Brief 1
List every assignment heading in the photography assignments article below, giving each heading as it appears.

Finding interesting things to photograph can be one of the most difficult things for a photographer to do.
You’re surrounded by potentially interesting subjects, but you might not realize it if you’re stuck for inspiration. I have been stuck, so I know what that feels like.
The good news is that the world is full of interesting ideas and subjects. All you have to do is find the good ones and develop them into personal photography projects that work for you.
Of course, wouldn’t be easier if you could find lots of ideas in one place?
That’s why I wrote an ebook called 100 Creative Photography Assignments. It gives you lots of ideas for projects that you can do close to home, without traveling to exotic locations.
The book is structured into 20 broad themes, with five assignments for each theme.
To give you a taste of what’s in the book, and to help you get inspired into action here are 10 of my favorite assignments. (The theme for each is shown in brackets after the assignment number and name)
Assignment 3: Urban trees (trees)
Humans have planted trees in formal gardens for centuries to bring nature into towns and cities. Photographing trees in urban environments gives you something that is different than traditional landscapes.
How can you explore the juxtaposition of man-made and natural items?
In the photo below, the tree, which is obviously well-cared for fits in perfectly with the historic home. The two go together, as intended.
But in other situations, you might find a jarring contrast between the natural and urban environments. That is called juxtaposition and it can make for some really striking images.
Assignment 8: People and the sea (or a lake)
How do people interact with the sea?
The sea has strong links to leisure, sport, and industry, all of which have plenty of potential photographically. Think beyond simple photos of people on summer holidays. How can you explore the relationship between people and water in more depth?
Another approach is to show scale and photograph people in a way that shows the vast size and scope of the ocean. Yet another is to show people battling the weather, perhaps fishermen at sea.
Assignment 20: Framed by color (frames)
Some frames are visual rather than literal. One way to make a visual frame is to look for compositions where the main subject is surrounded by a solid block of color, as in the photo below.
This is another assignment that tests your observational skills. It also has the potential to make an interesting series. What happens when you group a set of photos that use color as a frame together?
Assignment 24: Weathered surfaces (texture)
Old buildings of all descriptions are made of materials with interesting textures. The definition of old is relative, your chosen building might be hundreds of years old or just a few.
The important thing is that it looks old. That means visible signs of weathering, like the metal wall and wooden door frame in the photo below. Some texture surfaces, like rust, also have interesting colors that you can use to your advantage.
Assignment 31: On the outside (buildings)

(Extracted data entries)
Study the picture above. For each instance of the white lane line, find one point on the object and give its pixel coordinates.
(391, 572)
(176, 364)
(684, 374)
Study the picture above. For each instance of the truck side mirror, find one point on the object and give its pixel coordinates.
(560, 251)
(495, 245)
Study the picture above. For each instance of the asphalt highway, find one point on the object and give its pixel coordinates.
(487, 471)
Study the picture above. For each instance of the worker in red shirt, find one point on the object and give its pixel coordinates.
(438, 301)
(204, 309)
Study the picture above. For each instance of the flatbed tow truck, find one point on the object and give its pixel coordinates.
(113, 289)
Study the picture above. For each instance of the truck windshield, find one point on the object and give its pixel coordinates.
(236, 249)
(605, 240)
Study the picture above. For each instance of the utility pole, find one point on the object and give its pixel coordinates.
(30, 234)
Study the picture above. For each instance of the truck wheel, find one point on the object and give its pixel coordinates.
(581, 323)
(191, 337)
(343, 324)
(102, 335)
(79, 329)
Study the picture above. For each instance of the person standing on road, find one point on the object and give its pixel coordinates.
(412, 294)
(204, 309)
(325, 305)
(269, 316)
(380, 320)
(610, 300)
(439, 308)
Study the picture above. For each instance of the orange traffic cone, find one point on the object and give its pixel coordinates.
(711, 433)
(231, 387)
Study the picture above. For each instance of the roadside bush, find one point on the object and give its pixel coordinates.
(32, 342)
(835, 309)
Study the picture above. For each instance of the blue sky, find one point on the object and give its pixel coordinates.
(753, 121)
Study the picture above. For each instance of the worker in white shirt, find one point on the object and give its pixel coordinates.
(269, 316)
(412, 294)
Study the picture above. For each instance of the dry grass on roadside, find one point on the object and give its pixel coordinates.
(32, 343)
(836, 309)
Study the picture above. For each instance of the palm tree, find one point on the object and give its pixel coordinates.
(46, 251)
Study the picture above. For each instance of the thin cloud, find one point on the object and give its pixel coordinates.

Brief 2
Update the rows from the line that contains "Study the picture above. For each instance of the orange" through the end of the rows, both ends included, changing "roadside" to "verge" and keeping everything else the same. Return only those rows.

Exercise answer 1
Assignment 3: Urban trees (trees)
Assignment 8: People and the sea (or a lake)
Assignment 20: Framed by color (frames)
Assignment 24: Weathered surfaces (texture)
Assignment 31: On the outside (buildings)

Exercise answer 2
Study the picture above. For each instance of the orange traffic cone, find one point on the object and give its pixel coordinates.
(711, 433)
(231, 387)
Study the picture above. For each instance of the verge bush, find one point on the object and give its pixel coordinates.
(32, 342)
(835, 309)
Study the picture above. For each instance of the blue sky, find one point on the object and give its pixel coordinates.
(753, 121)
Study the picture above. For each instance of the worker in white shirt, find one point on the object and give its pixel coordinates.
(269, 316)
(412, 294)
Study the picture above. For each instance of the dry grass on verge, find one point on the object and give its pixel coordinates.
(32, 343)
(836, 309)
Study the picture above. For each instance of the palm tree, find one point on the object and give its pixel coordinates.
(46, 251)
Study the picture above. For each instance of the thin cloud, find one point on the object and give its pixel coordinates.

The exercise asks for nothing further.